* Work item
Among the entries below, one stretch runs from the line that contains "sea with foamy" through the line that contains "domed building at". Repeat that stretch exactly, ends included, and only that.

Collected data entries
=-=-=

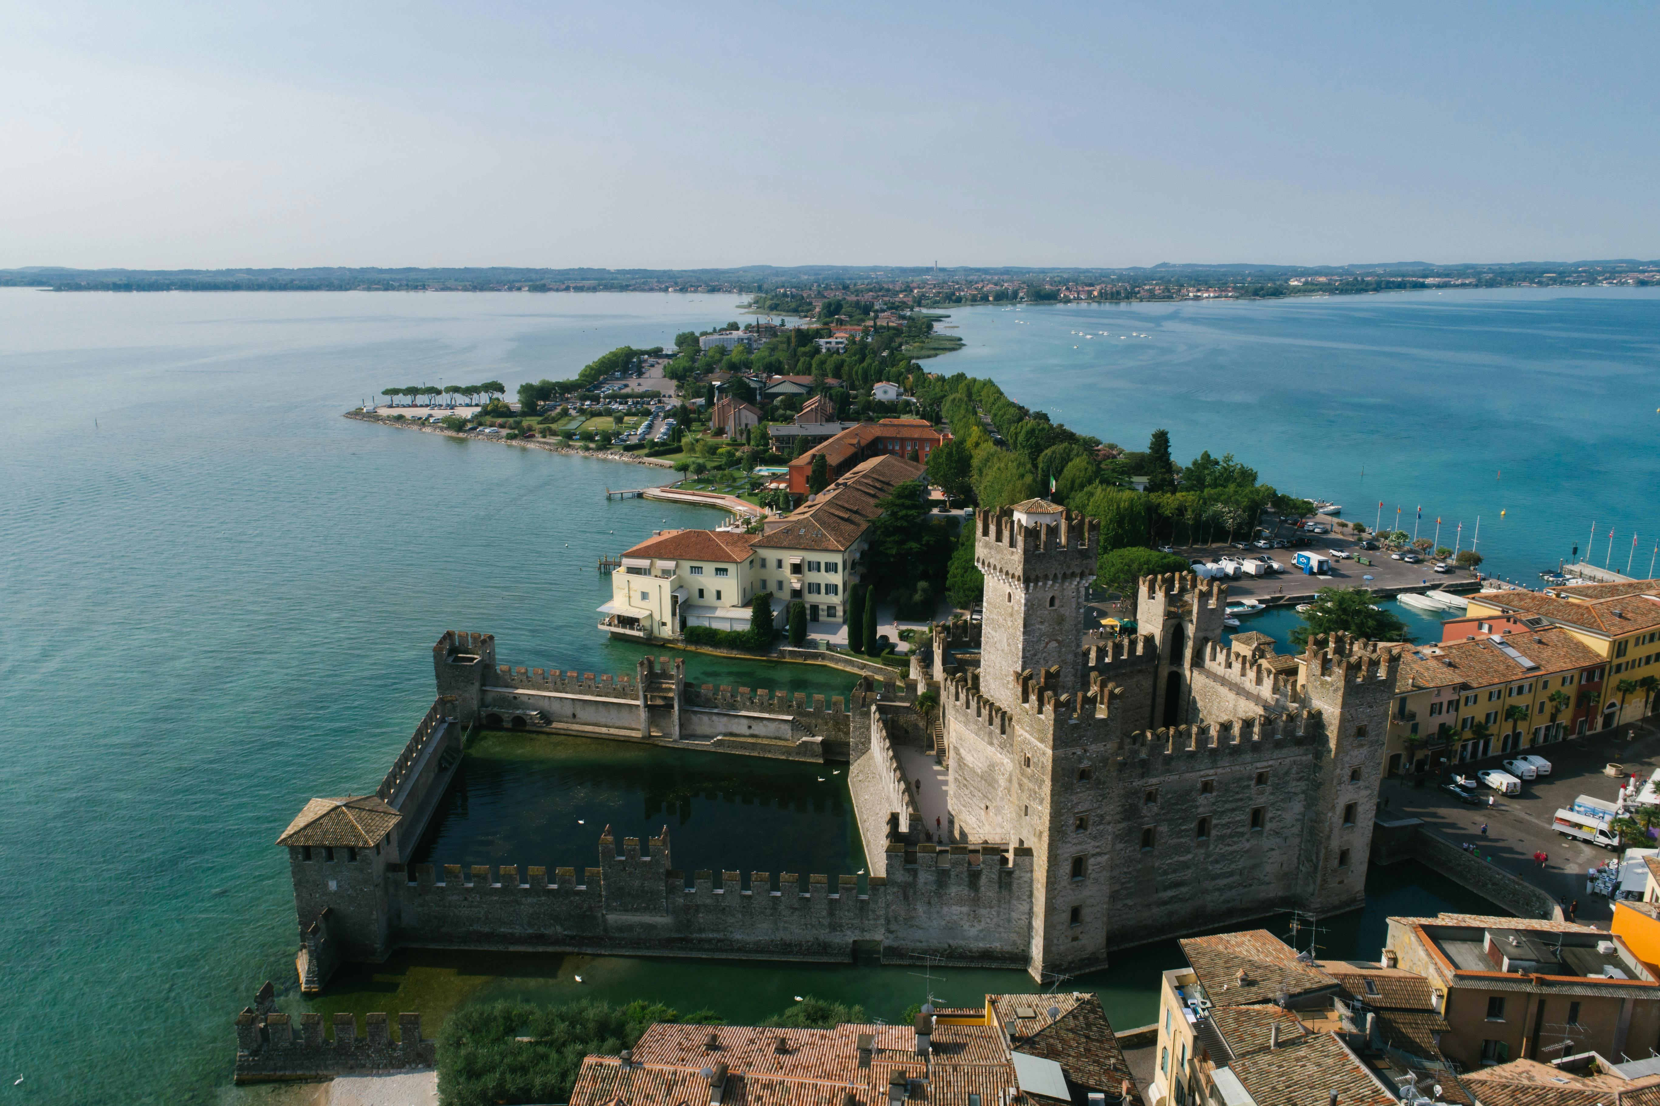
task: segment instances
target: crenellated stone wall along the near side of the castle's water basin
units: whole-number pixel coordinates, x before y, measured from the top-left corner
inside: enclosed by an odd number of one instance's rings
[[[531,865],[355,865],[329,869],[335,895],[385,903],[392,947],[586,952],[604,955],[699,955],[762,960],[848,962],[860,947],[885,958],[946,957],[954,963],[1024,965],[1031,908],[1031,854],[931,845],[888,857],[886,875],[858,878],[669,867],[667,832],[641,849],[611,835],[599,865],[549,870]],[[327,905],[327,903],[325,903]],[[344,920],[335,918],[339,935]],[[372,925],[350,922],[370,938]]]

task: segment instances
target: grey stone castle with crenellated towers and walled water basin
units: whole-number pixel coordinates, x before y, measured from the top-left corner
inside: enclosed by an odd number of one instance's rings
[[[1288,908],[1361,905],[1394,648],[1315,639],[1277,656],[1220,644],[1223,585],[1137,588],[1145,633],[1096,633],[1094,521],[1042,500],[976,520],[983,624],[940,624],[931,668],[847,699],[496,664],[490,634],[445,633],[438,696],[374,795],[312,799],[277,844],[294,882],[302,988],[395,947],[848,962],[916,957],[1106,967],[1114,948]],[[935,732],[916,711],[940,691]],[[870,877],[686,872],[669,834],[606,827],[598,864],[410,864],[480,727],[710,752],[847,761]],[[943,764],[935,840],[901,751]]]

=-=-=

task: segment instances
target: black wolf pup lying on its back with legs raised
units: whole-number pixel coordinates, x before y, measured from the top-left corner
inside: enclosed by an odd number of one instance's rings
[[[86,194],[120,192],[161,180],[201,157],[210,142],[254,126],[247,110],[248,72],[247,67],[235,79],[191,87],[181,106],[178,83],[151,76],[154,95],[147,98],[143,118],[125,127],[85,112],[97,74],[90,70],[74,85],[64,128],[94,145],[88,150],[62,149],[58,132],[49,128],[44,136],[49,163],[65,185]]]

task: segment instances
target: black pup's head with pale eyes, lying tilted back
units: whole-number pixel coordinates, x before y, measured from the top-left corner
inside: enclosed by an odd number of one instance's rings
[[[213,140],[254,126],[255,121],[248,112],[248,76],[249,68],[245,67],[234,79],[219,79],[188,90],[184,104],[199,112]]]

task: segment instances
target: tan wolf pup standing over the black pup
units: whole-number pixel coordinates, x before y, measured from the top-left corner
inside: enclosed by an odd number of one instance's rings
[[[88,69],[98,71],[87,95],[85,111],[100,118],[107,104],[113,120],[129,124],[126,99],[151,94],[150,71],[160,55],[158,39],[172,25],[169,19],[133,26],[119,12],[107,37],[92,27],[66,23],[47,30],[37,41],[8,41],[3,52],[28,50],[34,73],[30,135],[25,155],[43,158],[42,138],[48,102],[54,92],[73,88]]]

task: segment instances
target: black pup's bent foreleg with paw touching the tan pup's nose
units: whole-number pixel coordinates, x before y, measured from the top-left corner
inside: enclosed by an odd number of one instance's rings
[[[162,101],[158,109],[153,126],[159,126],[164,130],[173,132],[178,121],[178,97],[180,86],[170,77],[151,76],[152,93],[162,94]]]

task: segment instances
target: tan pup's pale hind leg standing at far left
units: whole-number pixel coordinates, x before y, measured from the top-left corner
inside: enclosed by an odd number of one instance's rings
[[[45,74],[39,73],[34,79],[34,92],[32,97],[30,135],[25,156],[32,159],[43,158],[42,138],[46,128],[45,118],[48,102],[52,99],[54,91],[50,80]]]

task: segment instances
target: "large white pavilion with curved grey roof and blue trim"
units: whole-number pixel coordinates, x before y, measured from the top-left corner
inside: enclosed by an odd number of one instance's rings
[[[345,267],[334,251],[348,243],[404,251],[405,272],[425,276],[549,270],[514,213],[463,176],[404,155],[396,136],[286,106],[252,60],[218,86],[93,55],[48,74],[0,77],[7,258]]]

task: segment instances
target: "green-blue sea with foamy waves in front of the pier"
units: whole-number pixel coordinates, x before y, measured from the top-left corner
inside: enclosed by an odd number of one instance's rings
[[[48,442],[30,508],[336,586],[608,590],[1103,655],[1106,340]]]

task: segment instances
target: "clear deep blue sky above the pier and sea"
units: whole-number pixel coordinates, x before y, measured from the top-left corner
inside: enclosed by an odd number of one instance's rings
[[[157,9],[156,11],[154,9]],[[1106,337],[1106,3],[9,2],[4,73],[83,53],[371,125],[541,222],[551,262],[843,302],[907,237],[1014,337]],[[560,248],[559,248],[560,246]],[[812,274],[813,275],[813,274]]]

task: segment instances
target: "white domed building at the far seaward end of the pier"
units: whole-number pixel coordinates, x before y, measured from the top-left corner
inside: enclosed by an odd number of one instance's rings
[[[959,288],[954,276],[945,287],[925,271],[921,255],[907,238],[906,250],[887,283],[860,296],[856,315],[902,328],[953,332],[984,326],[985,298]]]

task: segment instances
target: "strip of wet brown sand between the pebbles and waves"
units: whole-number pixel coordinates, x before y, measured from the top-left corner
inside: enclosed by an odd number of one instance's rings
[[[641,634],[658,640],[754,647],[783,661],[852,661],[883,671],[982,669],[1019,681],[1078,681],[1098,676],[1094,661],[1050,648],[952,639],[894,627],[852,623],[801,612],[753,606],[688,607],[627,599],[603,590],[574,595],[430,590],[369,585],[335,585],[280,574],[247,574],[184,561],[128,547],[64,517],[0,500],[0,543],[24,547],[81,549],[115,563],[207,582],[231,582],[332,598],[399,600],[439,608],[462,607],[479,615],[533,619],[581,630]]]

=-=-=

* Task response
target: "green-blue sea with foamy waves in front of the pier"
units: whole-number pixel coordinates, x before y, measured from the top-left corner
inside: enclosed by an odd number of one instance's rings
[[[48,442],[30,508],[336,586],[608,590],[1103,655],[1106,340]]]

task: segment instances
target: "clear deep blue sky above the pier and sea"
units: whole-number pixel coordinates, x before y, measured from the top-left corner
inside: enclosed by an odd number of one instance's rings
[[[157,9],[156,11],[154,9]],[[1106,337],[1106,3],[9,2],[4,73],[83,53],[371,125],[541,222],[551,262],[843,302],[907,237],[1014,337]],[[560,248],[559,248],[560,246]],[[812,274],[813,275],[813,274]]]

task: segment instances
target: "white domed building at the far seaward end of the pier"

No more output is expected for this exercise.